───── SUPPLIED RECORDS
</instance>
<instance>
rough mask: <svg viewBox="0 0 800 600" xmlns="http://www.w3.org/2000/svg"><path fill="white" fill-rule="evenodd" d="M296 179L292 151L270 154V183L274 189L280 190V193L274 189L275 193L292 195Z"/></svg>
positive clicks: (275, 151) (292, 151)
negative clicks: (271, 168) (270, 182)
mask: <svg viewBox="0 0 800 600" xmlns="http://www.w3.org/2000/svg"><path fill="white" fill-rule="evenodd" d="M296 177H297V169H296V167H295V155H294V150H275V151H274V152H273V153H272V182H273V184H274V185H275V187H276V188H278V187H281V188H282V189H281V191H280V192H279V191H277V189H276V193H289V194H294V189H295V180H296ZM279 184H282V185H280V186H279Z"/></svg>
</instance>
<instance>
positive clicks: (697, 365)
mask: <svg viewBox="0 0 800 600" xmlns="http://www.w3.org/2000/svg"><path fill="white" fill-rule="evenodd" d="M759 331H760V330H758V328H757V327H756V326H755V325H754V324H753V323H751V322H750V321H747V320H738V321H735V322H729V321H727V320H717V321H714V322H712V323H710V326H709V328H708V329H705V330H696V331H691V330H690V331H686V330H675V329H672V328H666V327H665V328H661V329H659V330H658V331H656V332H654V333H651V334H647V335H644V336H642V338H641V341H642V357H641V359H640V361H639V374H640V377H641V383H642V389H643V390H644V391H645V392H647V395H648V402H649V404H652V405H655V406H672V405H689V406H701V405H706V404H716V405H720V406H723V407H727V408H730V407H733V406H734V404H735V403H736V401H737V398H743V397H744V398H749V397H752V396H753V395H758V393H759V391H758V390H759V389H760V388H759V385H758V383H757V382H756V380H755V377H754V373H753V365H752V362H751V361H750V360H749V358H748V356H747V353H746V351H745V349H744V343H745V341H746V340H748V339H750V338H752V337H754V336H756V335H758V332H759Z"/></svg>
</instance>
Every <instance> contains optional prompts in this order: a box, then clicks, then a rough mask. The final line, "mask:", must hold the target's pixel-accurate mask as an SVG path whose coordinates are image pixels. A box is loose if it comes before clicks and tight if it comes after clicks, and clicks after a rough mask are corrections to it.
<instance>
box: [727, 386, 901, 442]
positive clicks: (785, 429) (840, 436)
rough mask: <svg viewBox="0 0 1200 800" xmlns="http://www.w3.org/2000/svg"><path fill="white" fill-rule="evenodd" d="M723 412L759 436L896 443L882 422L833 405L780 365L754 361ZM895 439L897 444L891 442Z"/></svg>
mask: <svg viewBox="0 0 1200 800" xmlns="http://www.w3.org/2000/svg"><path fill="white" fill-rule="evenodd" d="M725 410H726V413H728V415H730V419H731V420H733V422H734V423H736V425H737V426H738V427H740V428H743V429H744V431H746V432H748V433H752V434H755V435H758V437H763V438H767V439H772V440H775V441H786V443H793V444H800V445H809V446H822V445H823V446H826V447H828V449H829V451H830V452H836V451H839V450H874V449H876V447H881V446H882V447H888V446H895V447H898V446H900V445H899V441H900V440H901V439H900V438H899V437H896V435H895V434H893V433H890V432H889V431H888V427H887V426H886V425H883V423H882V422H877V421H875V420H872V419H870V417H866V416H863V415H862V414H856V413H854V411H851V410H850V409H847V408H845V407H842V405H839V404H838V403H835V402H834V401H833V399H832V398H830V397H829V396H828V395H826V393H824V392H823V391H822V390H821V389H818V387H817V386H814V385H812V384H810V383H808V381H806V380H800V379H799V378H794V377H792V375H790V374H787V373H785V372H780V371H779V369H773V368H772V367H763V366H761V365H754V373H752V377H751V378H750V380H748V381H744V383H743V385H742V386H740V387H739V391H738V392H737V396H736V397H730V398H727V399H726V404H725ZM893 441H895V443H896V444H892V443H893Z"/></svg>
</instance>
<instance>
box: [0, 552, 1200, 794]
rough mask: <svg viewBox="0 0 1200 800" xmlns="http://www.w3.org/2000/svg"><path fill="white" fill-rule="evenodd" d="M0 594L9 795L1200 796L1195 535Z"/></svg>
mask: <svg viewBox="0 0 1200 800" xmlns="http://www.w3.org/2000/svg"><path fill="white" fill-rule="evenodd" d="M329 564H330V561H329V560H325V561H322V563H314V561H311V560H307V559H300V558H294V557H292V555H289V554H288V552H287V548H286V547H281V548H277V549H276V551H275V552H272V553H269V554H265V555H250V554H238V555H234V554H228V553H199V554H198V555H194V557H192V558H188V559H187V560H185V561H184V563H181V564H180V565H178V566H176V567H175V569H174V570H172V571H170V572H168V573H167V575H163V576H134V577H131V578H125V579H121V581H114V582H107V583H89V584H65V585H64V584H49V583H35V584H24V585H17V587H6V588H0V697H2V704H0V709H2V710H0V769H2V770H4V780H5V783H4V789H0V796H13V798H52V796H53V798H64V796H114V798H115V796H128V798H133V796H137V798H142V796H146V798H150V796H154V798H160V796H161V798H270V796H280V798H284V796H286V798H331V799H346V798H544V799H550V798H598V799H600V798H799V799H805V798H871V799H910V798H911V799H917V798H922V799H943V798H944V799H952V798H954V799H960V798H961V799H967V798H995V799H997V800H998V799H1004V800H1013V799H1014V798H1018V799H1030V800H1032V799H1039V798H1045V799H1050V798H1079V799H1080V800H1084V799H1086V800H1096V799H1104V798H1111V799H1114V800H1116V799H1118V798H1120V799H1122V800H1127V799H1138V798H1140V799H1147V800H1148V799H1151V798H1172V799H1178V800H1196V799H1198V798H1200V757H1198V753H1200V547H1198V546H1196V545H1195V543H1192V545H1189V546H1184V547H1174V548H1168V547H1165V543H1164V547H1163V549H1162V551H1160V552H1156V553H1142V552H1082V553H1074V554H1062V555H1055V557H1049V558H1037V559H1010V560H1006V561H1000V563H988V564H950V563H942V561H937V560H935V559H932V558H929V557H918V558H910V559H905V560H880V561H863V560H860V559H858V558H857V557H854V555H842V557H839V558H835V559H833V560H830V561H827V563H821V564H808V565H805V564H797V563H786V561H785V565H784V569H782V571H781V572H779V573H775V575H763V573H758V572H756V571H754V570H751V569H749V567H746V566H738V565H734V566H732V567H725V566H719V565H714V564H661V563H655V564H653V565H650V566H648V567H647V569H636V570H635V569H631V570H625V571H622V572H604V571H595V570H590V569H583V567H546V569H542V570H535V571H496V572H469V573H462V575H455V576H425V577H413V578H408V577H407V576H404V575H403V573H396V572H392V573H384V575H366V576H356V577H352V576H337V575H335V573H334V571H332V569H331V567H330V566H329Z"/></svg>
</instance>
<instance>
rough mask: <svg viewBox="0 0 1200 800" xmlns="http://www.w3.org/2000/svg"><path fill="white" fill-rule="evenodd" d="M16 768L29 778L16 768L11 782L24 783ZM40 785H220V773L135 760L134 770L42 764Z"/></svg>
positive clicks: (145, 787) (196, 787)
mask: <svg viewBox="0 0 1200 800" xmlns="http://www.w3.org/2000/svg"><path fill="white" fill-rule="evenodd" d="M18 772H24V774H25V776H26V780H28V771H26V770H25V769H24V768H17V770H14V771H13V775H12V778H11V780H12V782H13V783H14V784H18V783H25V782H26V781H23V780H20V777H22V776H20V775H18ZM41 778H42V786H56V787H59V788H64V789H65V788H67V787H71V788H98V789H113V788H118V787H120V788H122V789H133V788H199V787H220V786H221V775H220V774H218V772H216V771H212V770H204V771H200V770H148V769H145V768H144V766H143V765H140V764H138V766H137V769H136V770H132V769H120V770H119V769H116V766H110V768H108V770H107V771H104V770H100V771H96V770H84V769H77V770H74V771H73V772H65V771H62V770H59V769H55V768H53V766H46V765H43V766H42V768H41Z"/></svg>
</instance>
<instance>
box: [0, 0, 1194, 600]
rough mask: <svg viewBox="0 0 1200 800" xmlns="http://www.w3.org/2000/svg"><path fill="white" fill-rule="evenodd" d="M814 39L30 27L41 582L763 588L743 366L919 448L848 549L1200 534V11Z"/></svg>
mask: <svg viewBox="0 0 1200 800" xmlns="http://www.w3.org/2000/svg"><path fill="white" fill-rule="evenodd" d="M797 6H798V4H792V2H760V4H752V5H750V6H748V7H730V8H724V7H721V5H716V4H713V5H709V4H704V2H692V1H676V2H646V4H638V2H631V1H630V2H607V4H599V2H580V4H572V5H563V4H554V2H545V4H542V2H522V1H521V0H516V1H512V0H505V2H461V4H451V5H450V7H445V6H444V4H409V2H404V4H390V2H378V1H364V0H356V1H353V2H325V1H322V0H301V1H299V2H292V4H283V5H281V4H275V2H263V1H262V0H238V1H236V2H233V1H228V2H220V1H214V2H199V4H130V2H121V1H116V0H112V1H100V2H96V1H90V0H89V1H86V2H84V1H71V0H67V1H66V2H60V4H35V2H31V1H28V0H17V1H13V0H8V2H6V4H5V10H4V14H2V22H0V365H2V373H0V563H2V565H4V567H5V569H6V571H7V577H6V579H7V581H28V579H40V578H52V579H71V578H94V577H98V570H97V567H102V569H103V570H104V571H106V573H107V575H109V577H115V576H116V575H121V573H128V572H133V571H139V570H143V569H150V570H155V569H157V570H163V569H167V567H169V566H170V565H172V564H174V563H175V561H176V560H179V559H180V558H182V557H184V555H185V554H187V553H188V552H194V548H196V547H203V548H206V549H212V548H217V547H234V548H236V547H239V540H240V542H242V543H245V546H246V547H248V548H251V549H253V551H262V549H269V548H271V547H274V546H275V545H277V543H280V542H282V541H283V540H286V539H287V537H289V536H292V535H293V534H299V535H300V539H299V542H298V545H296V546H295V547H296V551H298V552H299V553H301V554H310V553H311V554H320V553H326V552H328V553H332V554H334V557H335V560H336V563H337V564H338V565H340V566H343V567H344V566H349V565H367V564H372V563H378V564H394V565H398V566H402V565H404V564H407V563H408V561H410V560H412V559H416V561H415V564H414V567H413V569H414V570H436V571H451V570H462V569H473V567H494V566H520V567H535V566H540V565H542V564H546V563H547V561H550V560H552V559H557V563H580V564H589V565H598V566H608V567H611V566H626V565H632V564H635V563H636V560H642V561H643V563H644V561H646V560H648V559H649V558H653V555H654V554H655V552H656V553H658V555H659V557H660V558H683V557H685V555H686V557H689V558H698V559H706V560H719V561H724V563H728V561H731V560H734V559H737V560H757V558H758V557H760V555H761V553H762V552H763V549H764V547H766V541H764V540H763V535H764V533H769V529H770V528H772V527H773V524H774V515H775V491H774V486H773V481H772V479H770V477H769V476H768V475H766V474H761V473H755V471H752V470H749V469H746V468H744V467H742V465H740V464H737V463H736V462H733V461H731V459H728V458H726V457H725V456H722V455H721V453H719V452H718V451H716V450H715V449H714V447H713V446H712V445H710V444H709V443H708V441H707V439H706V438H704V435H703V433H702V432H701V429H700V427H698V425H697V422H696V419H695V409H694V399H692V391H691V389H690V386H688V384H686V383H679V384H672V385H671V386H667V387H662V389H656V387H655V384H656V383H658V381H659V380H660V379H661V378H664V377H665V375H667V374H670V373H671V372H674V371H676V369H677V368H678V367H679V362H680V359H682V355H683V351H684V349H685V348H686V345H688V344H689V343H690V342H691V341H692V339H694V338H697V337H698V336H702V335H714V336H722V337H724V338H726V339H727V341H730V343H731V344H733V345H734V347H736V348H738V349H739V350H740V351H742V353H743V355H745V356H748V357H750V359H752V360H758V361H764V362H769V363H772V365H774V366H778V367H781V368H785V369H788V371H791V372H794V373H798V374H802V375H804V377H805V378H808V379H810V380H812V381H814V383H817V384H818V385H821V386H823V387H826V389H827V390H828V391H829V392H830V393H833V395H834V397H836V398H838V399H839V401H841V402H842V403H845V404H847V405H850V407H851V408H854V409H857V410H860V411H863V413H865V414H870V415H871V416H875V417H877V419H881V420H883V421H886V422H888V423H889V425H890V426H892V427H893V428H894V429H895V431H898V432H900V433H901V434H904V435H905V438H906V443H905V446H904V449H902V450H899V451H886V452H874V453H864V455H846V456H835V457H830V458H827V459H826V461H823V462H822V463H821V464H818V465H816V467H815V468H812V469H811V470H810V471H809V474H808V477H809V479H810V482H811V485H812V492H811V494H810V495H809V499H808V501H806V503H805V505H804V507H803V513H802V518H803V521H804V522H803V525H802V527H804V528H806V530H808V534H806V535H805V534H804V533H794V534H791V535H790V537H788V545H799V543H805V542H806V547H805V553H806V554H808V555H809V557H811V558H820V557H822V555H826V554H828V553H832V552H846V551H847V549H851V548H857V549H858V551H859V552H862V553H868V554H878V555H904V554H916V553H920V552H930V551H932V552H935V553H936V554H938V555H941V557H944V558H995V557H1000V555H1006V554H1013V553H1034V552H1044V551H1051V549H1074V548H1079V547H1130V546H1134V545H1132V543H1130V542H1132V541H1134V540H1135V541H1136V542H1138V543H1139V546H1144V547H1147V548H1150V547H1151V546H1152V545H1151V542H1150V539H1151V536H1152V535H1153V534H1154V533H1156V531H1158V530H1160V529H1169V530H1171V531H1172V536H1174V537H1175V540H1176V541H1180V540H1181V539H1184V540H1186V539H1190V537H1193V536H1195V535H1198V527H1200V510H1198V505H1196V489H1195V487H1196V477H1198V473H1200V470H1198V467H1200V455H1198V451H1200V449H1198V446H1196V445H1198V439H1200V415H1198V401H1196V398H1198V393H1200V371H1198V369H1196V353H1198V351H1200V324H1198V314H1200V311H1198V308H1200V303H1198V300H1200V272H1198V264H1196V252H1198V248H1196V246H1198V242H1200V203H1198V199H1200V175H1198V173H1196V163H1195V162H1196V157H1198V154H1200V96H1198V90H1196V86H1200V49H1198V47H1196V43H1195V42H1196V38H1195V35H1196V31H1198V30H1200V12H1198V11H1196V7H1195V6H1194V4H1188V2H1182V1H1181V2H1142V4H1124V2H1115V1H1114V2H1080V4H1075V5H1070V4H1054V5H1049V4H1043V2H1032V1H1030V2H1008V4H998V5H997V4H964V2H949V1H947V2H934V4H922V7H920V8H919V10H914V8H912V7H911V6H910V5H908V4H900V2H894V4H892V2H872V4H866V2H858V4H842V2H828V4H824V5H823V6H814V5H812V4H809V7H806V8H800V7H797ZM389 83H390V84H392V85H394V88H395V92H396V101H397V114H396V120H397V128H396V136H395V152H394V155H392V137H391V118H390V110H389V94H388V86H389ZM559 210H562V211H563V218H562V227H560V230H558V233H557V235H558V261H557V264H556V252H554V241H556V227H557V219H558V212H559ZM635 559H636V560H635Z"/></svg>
──────────
— PROBLEM STATEMENT —
Beginning at the first line of the data above, retype each line until you reach the line containing "179L292 151L270 154V183L274", and include that one too. Add nothing else.

— SOLUTION TO THIS TASK —
</instance>
<instance>
rough mask: <svg viewBox="0 0 800 600" xmlns="http://www.w3.org/2000/svg"><path fill="white" fill-rule="evenodd" d="M296 179L292 151L270 154V183L274 189L280 190V193L274 189L275 193L292 195Z"/></svg>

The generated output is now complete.